Referring expression grounding data
*** Block opens ***

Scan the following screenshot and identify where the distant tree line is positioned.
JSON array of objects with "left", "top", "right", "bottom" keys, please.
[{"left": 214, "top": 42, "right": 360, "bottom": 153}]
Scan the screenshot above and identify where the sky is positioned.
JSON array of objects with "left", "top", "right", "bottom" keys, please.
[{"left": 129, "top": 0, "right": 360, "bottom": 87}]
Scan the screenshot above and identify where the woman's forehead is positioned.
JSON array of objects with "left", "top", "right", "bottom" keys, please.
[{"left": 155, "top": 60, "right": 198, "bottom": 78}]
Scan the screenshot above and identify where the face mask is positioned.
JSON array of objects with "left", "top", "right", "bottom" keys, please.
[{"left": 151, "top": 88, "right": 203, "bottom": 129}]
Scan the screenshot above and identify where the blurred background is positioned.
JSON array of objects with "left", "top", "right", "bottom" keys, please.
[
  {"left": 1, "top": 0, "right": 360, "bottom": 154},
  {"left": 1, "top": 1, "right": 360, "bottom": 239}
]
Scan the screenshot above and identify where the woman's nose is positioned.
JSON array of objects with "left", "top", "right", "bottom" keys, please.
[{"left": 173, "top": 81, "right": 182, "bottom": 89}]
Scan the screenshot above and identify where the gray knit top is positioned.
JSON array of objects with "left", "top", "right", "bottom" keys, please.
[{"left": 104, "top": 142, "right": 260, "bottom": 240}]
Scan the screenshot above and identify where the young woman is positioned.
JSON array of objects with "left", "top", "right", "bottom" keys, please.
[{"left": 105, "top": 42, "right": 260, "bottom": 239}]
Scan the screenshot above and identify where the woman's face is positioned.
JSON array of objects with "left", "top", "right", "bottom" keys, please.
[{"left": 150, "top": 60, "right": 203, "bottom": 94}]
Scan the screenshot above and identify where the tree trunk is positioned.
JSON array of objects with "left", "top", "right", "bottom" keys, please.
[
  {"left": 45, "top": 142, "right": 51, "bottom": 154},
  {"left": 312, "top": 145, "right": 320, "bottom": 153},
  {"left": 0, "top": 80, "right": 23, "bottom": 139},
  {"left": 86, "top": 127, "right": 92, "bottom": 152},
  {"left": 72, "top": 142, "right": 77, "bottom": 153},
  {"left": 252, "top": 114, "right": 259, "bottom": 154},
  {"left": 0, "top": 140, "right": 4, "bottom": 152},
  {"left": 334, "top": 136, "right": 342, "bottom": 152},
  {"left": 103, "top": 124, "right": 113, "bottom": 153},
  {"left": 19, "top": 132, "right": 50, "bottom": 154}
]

*** Block closes ***

## Instructions for the task:
For every line in the entries above that contains "identify", add one to a count, and give that number by itself.

## Solution:
10